#### Directions for this task
Transcribe all records exactly.

#### Provided material
★ ★ ★ ★
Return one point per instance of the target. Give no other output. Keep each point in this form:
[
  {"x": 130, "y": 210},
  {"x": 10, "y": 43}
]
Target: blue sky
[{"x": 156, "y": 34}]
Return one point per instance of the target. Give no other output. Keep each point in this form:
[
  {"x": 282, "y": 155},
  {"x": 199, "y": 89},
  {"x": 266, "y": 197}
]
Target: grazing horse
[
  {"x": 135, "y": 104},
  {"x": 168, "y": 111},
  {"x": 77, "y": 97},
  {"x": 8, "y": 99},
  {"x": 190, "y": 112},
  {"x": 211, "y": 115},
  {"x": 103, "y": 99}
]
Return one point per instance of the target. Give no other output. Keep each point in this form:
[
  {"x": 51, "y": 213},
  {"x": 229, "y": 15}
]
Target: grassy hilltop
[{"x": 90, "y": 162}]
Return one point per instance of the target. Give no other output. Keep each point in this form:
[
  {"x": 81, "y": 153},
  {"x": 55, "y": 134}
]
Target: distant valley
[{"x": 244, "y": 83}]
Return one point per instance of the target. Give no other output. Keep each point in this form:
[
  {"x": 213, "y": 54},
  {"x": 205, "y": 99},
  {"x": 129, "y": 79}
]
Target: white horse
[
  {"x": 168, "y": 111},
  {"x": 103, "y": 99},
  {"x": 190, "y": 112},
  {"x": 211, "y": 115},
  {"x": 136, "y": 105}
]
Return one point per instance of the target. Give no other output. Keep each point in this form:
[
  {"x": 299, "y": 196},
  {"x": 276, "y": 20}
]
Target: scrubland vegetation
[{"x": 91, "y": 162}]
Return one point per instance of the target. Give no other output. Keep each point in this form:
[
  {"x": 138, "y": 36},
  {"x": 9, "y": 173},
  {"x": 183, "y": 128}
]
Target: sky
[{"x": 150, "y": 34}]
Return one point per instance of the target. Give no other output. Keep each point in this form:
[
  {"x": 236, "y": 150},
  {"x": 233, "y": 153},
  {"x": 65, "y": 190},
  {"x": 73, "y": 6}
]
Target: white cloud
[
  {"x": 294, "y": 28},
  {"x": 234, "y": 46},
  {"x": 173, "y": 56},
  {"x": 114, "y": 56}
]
★ ★ ★ ★
#### Result of the task
Return one point per instance of the target. Give no other output. Keep each point in this form:
[
  {"x": 130, "y": 210},
  {"x": 10, "y": 43}
]
Target: blue sky
[{"x": 156, "y": 34}]
Return one point per instance of the target. Give no other output. Keep each point in this form:
[
  {"x": 282, "y": 155},
  {"x": 199, "y": 89},
  {"x": 266, "y": 197}
]
Target: grazing horse
[
  {"x": 135, "y": 104},
  {"x": 168, "y": 111},
  {"x": 77, "y": 97},
  {"x": 8, "y": 99},
  {"x": 190, "y": 112},
  {"x": 211, "y": 115},
  {"x": 103, "y": 99}
]
Return one point per instance of the target. Give no other output. Keep each point in this form:
[
  {"x": 51, "y": 213},
  {"x": 229, "y": 15}
]
Target: grassy hilltop
[{"x": 90, "y": 162}]
Return one point per instance of the target. Give no other output. Keep each point in this form:
[
  {"x": 81, "y": 153},
  {"x": 55, "y": 134}
]
Target: distant valley
[{"x": 244, "y": 83}]
Return one point per instance of the target. Give no other output. Keep each point in this form:
[
  {"x": 213, "y": 54},
  {"x": 205, "y": 99},
  {"x": 129, "y": 79}
]
Target: white horse
[
  {"x": 168, "y": 111},
  {"x": 103, "y": 99},
  {"x": 190, "y": 112},
  {"x": 211, "y": 115},
  {"x": 136, "y": 105}
]
Return one point per instance of the target. Give no other output. Keep each point in this form:
[
  {"x": 299, "y": 196},
  {"x": 276, "y": 20}
]
Target: scrubland vegetation
[{"x": 91, "y": 162}]
Return one point per instance of the target. Give no other output. Keep each point in this form:
[
  {"x": 138, "y": 36},
  {"x": 9, "y": 173},
  {"x": 183, "y": 128}
]
Target: sky
[{"x": 150, "y": 34}]
Return one point per instance of the target. Give no other output. Keep each point in this form:
[
  {"x": 236, "y": 150},
  {"x": 233, "y": 153},
  {"x": 65, "y": 190},
  {"x": 73, "y": 6}
]
Target: white cloud
[
  {"x": 294, "y": 28},
  {"x": 234, "y": 46},
  {"x": 173, "y": 56},
  {"x": 114, "y": 56}
]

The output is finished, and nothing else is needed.